▶ YOUR TASKS
1. Answer these questions from the prayer thread:
(a) What does the opening post give as Earl's real name?
(b) Whose name is signed under the post addressed to Earl?
(c) What initials close the post by Inthegarge?
2. In the prayer thread, why does the opening post tell anyone who is not a Christian not to reply?
3. Update a passage of the prayer thread, changing "Buddy" to "Friend". Begin at the words "That I know"; stop after "in this prayer.".

▶ TEXT SEGMENT

########################################

# A prayer for Blessing,and Salvation.



## christianhunter (Oct 20, 2010)

That I know of,this has never been done.I'm not breaking any rules,and if you are not a Christian you should not reply,as it calls for prayer,for Salvation.

If this derails or anyone starts bashing,I will have some questions.

My Buddy earl has been banned.I'm sure he deserved it,or it would not have happened.That aside,I feel that Jeff,earls real name was searching.I pray that THE LORD pricks his heart,and Saves his soul.I hope all who will,will join me in this prayer.


----------



## ronpasley (Oct 20, 2010)

http://forum.gon.com/showthread.php?t=568074&highlight=pray+for+earl


----------



## ronpasley (Oct 20, 2010)

Touch my friend Earl in Jesus name for I love him so much I can not bear the thought of my friend Earl going the wrong way.

Earl if you see this I love you and I hope and pray to see you in heaven worshipping the Lord Jesus Christ with us.

Your Friend always
Ron Pasley


----------



## Inthegarge (Oct 20, 2010)

Still praying for Earl (or whatever his name really is)......RW


----------



## christianhunter (Oct 20, 2010)

ronpasley said:


> http://forum.gon.com/showthread.php?t=568074&highlight=pray+for+earl



Sorry Brother,to my shame,I never saw that one.I hope they do not move this one,because it was probably this one or the other two sub-forums,that got him.

########################################

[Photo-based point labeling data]
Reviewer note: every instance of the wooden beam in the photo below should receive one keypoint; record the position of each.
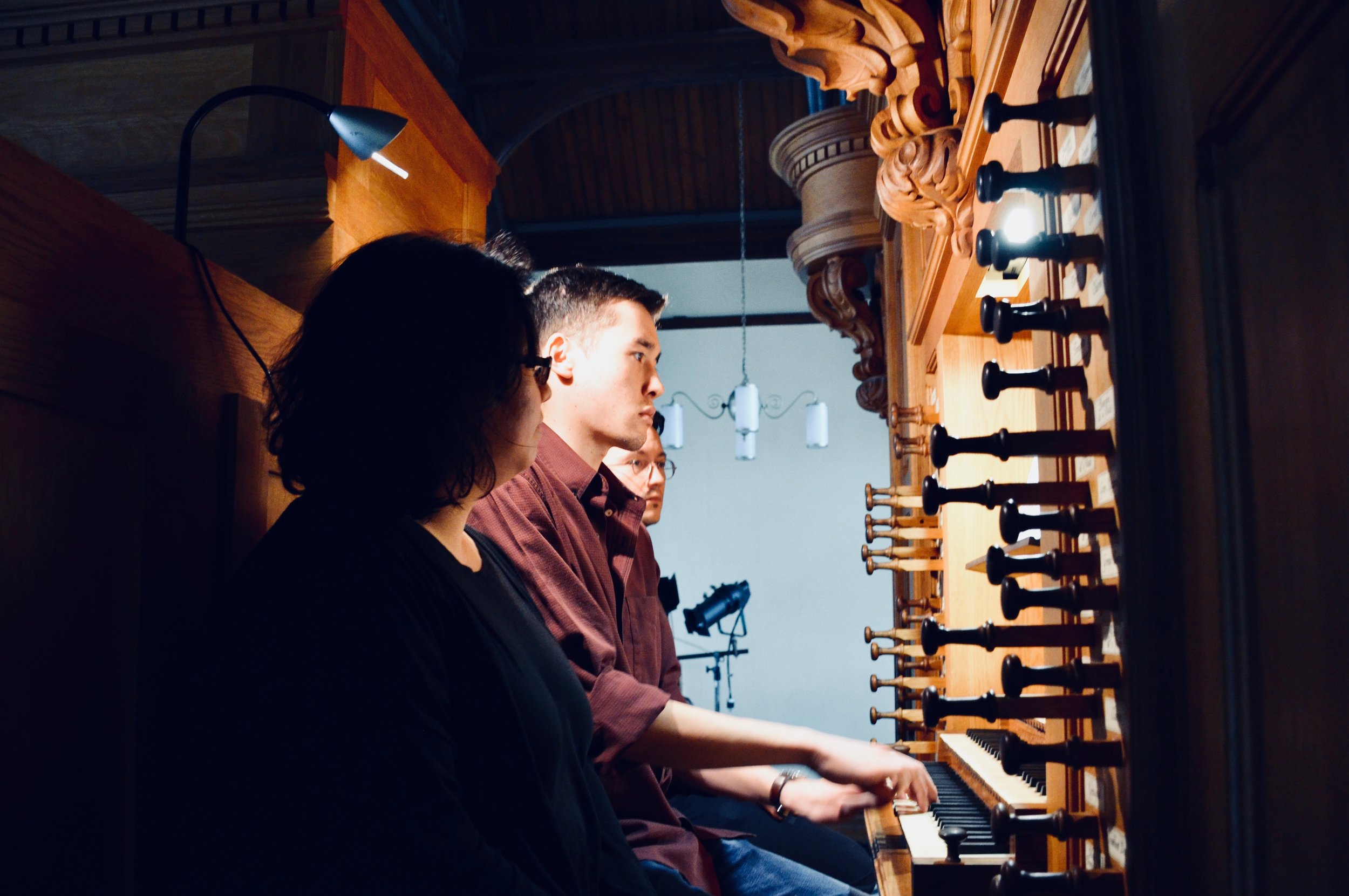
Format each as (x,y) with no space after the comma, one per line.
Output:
(713,322)
(554,80)
(659,240)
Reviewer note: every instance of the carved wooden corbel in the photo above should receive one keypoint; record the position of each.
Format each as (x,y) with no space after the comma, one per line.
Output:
(895,49)
(835,299)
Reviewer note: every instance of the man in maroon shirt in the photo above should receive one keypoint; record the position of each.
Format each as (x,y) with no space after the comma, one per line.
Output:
(735,798)
(575,534)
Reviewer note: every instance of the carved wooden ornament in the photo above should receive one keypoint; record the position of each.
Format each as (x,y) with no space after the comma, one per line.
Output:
(834,296)
(899,50)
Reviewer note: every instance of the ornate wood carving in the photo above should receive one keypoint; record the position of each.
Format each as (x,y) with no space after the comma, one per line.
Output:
(899,50)
(835,297)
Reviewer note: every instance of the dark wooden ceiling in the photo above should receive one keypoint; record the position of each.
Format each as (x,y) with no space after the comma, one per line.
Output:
(616,126)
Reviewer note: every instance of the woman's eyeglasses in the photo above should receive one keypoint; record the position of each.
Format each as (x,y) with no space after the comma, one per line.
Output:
(541,367)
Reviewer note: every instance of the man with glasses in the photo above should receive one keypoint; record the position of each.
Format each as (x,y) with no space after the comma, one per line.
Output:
(700,795)
(645,470)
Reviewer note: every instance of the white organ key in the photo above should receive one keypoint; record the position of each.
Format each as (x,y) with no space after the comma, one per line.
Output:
(927,846)
(1008,789)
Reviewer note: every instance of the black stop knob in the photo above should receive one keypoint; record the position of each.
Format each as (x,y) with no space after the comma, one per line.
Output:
(954,836)
(1070,521)
(1047,380)
(1066,316)
(1073,598)
(1069,110)
(992,181)
(996,250)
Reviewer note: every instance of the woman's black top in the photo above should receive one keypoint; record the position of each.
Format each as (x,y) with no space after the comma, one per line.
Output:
(373,717)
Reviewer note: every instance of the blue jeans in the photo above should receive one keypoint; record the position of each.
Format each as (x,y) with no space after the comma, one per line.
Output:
(744,870)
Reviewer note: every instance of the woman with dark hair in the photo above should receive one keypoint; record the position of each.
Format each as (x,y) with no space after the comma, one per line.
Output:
(377,705)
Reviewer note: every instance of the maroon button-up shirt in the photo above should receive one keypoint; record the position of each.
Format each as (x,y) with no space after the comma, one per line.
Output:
(578,539)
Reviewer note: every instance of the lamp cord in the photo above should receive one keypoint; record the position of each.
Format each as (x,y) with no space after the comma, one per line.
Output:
(740,141)
(203,268)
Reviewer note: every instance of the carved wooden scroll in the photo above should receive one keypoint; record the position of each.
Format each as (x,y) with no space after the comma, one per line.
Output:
(835,297)
(895,49)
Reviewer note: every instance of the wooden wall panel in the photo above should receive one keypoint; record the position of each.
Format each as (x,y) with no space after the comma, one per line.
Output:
(451,174)
(118,515)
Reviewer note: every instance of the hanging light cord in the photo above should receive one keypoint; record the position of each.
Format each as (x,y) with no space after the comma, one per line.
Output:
(740,141)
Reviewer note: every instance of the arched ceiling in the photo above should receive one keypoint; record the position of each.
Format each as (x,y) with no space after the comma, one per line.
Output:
(614,122)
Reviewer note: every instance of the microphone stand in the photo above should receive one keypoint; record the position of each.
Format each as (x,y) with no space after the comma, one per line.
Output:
(738,629)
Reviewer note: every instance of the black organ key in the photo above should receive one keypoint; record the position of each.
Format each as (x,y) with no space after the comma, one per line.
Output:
(1047,380)
(996,250)
(992,181)
(991,740)
(932,636)
(1067,110)
(993,708)
(1075,675)
(1003,444)
(958,806)
(991,494)
(1059,825)
(1077,881)
(1074,752)
(1070,521)
(1057,564)
(1073,598)
(1064,316)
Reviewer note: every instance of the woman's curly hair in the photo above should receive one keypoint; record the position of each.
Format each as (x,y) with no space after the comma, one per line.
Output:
(381,396)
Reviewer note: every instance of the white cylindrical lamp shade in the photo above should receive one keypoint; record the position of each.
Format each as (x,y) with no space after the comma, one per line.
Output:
(816,426)
(745,408)
(673,435)
(745,446)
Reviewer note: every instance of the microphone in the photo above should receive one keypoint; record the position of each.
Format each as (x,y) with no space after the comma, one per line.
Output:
(724,601)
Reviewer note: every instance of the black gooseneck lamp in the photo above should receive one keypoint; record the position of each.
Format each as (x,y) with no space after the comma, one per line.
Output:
(363,130)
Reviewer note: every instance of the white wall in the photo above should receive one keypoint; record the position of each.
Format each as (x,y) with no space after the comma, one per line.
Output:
(789,523)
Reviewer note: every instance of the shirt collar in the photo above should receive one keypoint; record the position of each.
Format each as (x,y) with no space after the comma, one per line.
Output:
(559,459)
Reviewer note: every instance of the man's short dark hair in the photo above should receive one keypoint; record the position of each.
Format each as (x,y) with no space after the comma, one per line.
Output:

########################################

▶ WORKED SOLUTIONS
1.
(a) Jeff
(b) Ron Pasley
(c) RW

2. It says the thread calls for prayer for Salvation, so only Christians should reply.

3.
That I know of,this has never been done.I'm not breaking any rules,and if you are not a Christian you should not reply,as it calls for prayer,for Salvation.

If this derails or anyone starts bashing,I will have some questions.

My Friend earl has been banned.I'm sure he deserved it,or it would not have happened.That aside,I feel that Jeff,earls real name was searching.I pray that THE LORD pricks his heart,and Saves his soul.I hope all who will,will join me in this prayer.